#### Rows

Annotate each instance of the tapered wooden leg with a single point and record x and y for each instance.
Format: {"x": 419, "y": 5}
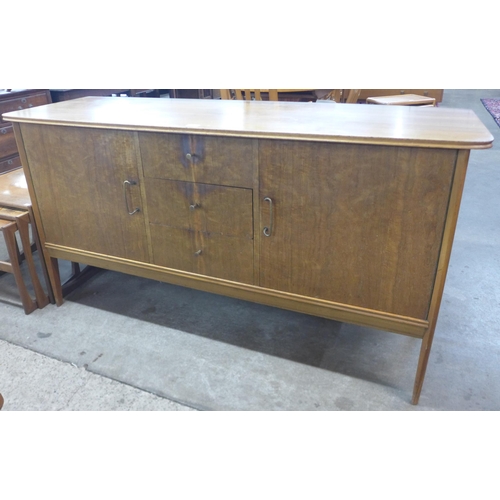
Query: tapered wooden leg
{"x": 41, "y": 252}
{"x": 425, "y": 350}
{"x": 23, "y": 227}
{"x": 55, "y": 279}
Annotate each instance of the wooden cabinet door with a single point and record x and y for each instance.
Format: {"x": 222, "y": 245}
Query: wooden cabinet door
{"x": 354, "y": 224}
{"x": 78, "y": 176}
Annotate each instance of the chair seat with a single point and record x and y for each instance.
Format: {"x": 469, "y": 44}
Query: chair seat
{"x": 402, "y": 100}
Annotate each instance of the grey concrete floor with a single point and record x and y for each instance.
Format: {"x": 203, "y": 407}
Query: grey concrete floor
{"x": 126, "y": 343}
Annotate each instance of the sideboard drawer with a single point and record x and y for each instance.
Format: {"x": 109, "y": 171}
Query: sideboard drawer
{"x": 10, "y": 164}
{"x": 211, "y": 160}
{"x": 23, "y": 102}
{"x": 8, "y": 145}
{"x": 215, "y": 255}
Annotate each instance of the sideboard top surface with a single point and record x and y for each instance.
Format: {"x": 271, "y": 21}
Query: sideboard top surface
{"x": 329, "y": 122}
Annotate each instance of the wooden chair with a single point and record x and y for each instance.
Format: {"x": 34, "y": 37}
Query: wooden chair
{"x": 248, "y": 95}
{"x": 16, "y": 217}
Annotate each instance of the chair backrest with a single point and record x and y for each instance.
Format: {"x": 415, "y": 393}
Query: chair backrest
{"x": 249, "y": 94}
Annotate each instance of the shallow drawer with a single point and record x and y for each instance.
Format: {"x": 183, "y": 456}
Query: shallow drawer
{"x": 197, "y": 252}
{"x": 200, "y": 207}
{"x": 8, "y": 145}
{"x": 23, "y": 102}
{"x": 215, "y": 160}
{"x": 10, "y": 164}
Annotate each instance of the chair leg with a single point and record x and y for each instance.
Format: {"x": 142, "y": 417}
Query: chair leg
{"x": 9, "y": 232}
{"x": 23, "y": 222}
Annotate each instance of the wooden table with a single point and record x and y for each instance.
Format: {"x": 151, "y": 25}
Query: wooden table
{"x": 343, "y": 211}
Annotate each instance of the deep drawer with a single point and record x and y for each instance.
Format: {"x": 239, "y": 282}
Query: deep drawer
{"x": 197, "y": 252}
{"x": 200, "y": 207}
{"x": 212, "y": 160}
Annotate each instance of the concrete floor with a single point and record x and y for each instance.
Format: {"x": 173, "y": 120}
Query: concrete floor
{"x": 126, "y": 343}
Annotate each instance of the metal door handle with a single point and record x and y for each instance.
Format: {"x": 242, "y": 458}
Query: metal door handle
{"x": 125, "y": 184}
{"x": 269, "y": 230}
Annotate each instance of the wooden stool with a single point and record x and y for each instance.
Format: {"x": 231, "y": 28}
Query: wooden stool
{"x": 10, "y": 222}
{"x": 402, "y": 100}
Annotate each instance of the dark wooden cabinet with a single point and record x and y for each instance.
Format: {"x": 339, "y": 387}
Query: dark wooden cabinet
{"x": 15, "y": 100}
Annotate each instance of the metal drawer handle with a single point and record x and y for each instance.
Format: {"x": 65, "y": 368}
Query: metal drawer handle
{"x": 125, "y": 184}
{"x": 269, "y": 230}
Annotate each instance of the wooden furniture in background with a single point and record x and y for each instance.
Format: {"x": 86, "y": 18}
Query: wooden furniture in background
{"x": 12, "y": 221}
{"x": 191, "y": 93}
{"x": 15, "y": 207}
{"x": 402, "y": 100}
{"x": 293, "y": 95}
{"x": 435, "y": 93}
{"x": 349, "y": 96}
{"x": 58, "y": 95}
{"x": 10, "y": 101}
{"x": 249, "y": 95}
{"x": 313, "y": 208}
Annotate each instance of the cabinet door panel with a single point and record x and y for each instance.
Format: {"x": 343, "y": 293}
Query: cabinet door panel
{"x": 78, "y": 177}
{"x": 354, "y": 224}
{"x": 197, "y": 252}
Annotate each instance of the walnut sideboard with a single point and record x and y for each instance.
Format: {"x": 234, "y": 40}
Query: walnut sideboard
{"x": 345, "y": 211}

########

* **Short task**:
Exactly reproduce the lines from the one containing "Annotate each instance of the metal drawer" through the end of the records, and only those lines.

* **Complete response**:
Annotate each instance of the metal drawer handle with a single point and record x and y for each instance.
Format: {"x": 65, "y": 368}
Query: metal drawer handle
{"x": 125, "y": 184}
{"x": 269, "y": 230}
Annotate each instance of the wooden furniture in background with a single point and record x and y for each instance.
Format: {"x": 86, "y": 18}
Query: wooden furniture in background
{"x": 12, "y": 221}
{"x": 191, "y": 93}
{"x": 15, "y": 207}
{"x": 402, "y": 100}
{"x": 293, "y": 95}
{"x": 435, "y": 93}
{"x": 349, "y": 96}
{"x": 58, "y": 95}
{"x": 10, "y": 101}
{"x": 249, "y": 95}
{"x": 313, "y": 208}
Annotate each instance of the cabinet door panel with a single point and record x and y for each instance.
Format: {"x": 343, "y": 293}
Query: cabinet door panel
{"x": 78, "y": 177}
{"x": 354, "y": 224}
{"x": 197, "y": 252}
Annotate each instance of the walnut sideboard with a single point and record x and y for each instance.
Format: {"x": 234, "y": 40}
Query: walnut sideboard
{"x": 345, "y": 211}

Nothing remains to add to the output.